PROVIDED RECORDS below:

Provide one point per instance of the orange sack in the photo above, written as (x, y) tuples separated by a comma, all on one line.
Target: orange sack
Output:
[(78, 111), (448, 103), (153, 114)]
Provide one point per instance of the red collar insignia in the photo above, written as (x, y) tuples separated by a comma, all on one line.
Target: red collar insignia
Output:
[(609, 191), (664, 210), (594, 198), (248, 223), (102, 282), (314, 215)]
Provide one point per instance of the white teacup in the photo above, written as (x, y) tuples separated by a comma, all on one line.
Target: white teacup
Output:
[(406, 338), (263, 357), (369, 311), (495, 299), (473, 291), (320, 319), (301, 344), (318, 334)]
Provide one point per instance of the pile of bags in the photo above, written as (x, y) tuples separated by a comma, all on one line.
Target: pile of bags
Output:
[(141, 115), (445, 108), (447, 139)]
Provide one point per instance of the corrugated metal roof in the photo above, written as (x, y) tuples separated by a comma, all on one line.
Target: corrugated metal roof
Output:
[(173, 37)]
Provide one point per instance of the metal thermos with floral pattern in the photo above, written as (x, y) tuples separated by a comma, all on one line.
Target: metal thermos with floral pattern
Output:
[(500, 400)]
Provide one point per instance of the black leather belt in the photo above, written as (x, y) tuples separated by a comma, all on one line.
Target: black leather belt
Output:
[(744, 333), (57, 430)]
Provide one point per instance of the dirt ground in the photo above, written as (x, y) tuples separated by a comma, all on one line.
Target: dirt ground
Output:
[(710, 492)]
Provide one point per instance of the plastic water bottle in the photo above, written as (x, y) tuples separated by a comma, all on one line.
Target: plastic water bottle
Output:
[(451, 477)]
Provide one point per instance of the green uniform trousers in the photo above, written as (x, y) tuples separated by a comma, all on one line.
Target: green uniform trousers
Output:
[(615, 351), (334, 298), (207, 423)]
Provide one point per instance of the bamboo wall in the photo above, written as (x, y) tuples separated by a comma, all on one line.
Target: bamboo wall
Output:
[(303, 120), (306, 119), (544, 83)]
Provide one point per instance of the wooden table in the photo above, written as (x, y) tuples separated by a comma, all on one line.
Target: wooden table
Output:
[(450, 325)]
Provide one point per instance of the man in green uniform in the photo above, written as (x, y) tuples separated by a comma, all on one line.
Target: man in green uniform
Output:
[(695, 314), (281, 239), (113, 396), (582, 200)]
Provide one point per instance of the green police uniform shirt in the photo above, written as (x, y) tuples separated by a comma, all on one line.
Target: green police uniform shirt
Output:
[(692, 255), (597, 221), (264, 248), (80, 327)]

End of PROVIDED RECORDS.

### GOAL OF THE EXERCISE:
Filter the lines above, keeping and copying those that contain "teacup".

### ANSWER AREA:
Provide one point per instance of the white teacup in the photo above, written as (x, y) tuples separated by a comma, all on one line.
Target: white teacup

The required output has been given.